— Start of Document —

Announcer 'epochs' don't match actual running cadence well #519

lukebjerring · 2018-09-05T14:44:07Z

Currently, Safari Tech Preview is ~9.5h, Chrome is ~5h, etc. We are seeing a mismatch of SHA selections because of the time of day we're requesting 8h / 4h SHAs.

lukebjerring · 2018-09-05T14:45:05Z

@jugglinmike - can you elaborate on how this is manifesting?
Also, as an FYI to the reader, what would an adjustment to the callers (runners) need, to correct the issue?

lukebjerring · 2018-09-05T14:46:18Z

@foolip said he originally suggested 24 / 8 / 4 / 2 / 1
I'd suggest that 24 / 12 / 6 / 3 / 1.5 would be better, since they are all multiples of 2 (rather than 24 / 8 which is 3).

Hexcles · 2018-09-05T14:49:01Z

@lukebjerring I can see the suggested alternative has advantage because 12>9.5 and 6>5, but why would the fact that they are all multiples of 2 matter?

jugglinmike · 2018-09-05T17:48:40Z

The issue is apparent in the most recent results, where we missed alignment (see Safari Technology Preview) despite following the advice of the revision announcer:

We're capable of running Firefox and Chrome every 6 hours, and we can run Safari Technology Preview (STP) once every 12 hours. This doesn't map directly to the available cadences, so we choose "4 hourly" for Firefox and Chrome and "8 hourly" for STP. We expect to miss some announcements, but the alternative is collecting fewer results and under-utilizing our resources.

It's been a while since I got to play with ASCII, so here it is graphically:

          00:00       06:00       12:00       18:00       00:00
8 hourly    A               C               E               G
4 hourly    A       B       C       D       E       F       G
            ^           ^           ^           ^           ^
         Chrome:A    Chrome:B    Chrome:D    Chrome:E    Chrome:G
         Firefox:A   Firefox:B   Firefox:D   Firefox:E   Firefox:G
           STP:A                   STP:C                   STP:G

One issue is that twice a day, we query the revision announcer at the moment of change. That's clearly a race condition--depending on network timing and clock drift, we could receive a stale revision (either "C" or "D"). This is worse at midnight UTC because STP is managed by a Buildbot "master" running on an independent machine. It's possible that the 00:00 build for Firefox and Chrome received the previous day's revision and that the same build for STP received the current day's revision.

This will be an issue no matter what cadences are available. To avoid it, the results collection project should query a few minutes past the hour. We can track that in a separate issue: web-platform-tests/results-collection#600

That said, we're probably experiencing a much more common problem here. At UTC noontime, the revision announcer is supplying STP with commit "C". That commit was only available on the "4 hourly" track since 08:00, so the previous Firefox and Chrome collections missed it entirely.

— End of Document —
— Start of Data section —

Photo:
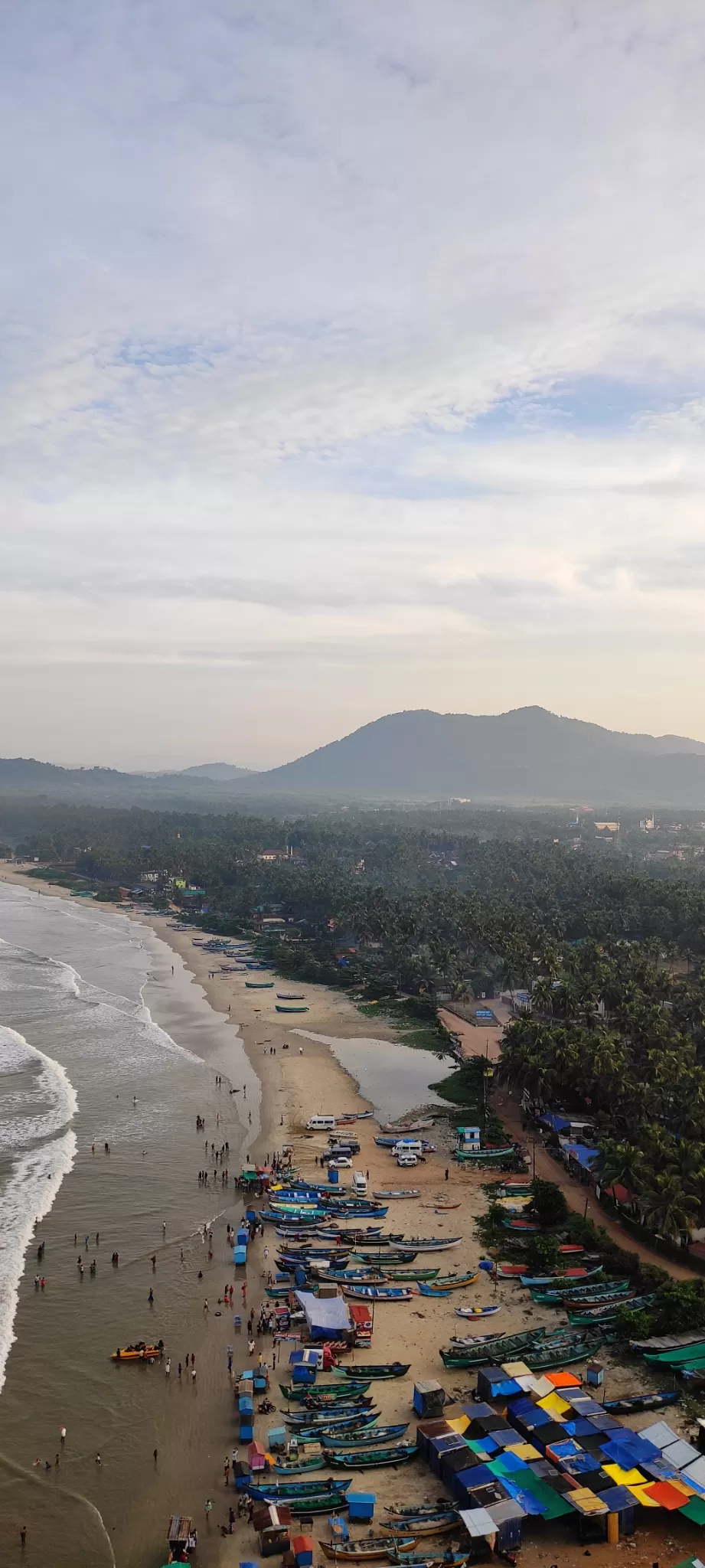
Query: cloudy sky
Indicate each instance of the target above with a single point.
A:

— End of Data section —

• _Tasks and exercises_
**a)** In the announcer epochs thread, how often can Safari Technology Preview be run?
**b)** From the announcer epochs thread, extract the passage between "Currently, Safari Tech" and "this is manifesting?", inclusive.
**c)** Continue the announcer epochs thread from its last sentence.

• _In response_
**a)** Once every 12 hours.

**b)**
Currently, Safari Tech Preview is ~9.5h, Chrome is ~5h, etc. We are seeing a mismatch of SHA selections because of the time of day we're requesting 8h / 4h SHAs.

lukebjerring · 2018-09-05T14:45:05Z

@jugglinmike - can you elaborate on how this is manifesting?

**c)**
@mdittmer asked about this while reviewing the results-collection/revision-announcer integration:

Is there a plan to ensure that longer intervals are hit in case these go down at a bad time? (E.g., suppose builders owned by another vendor update weekly and our daily bot goes down Sunday - Tuesday; we may miss a whole week of hash aligned runs.)

I was only considering this concern as a recovery mechanism for a (hopefully) rare failure. My response:

Nope. That seems like a fine idea, but maintaining that state will require a fair amount of planning and new code.

However, it's become clear that this is a regular concern. That certainly changes my priorities, and it also means we could resolve it in a stateless way. The Chrome and Firefox builds could switch to the "8 hourly" epoch just for UTC noontime, intentionally skipping "D" in favor of "C". Doing that would address the alignment issue without any change to the revision announcer.

Alternatively, we could also address it by changing the available epochs as @lukebjerring suggested above. We might want to find more motivation for that solution, though. Fundamentally, I don't think "12/6/3" is any better than "8/4/2"

foolip · 2018-09-06T14:20:07Z

Fundamentally, I don't think "12/6/3" is any better than "8/4/2"

We're quite happy with "We're capable of running Firefox and Chrome every 6 hours, and we can run Safari Technology Preview (STP) once every 12 hours. " is the justification here :)

mdittmer · 2018-09-06T15:38:35Z

We're capable of running Firefox and Chrome every 6 hours, and we can run Safari Technology Preview (STP) once every 12 hours. This doesn't map directly to the available cadences, so we choose "4 hourly" for Firefox and Chrome and "8 hourly" for STP.

#522 just landed, so we we should be able to move to 6 and 12 hours for Firefox+Chrome and Safari, respectively. Please note the deprecation warnings that have been added to the 4- and 8-hour cadences.

In the meantime we should probably fix the runners by using cadences that are longer than expected run times. IIUC, Firefox+Chrome should be on an 8-hour cadence because they cannot achieve a 4-hour deadline, and Safari should be on a daily cadence because it cannot achieve an 8-hour deadline. Using cadence-locked runners will only give us alignment if all cadences are multiples of each other and all runners meet their deadlines.

jugglinmike · 2018-09-06T16:06:38Z

In that case, I would also want to slow the build schedule and scale back the infrastructure (otherwise, we'd end up repeatedly testing the same revision or under-utilizing resources). That's a little extra work, though, so it might not be worth it depending on when the new code will be available in production. Do you know when we'll deploy next?

mdittmer · 2018-09-06T18:48:44Z

Just deployed! https://wpt.fyi/api/revisions/latest

foolip · 2018-09-06T20:38:38Z

I would also want to slow the build schedule and scale back the infrastructure (otherwise, we'd end up repeatedly testing the same revision or under-utilizing resources)

I think you've seen this already, but if you have a look at https://staging.wpt.fyi/test-runs you'll see some shas that are tested many times, ba4921d holding the record. That's from the pre-revision-announcer 6 hour cadence I believe, and it happens especially during weekends with no changes to wpt.

It'd be nice to fix this, presumably by doing nothing if the sha hasn't changed since last?

mdittmer · 2018-09-06T21:34:22Z

It'd be nice to fix this, presumably by doing nothing if the sha hasn't changed since last?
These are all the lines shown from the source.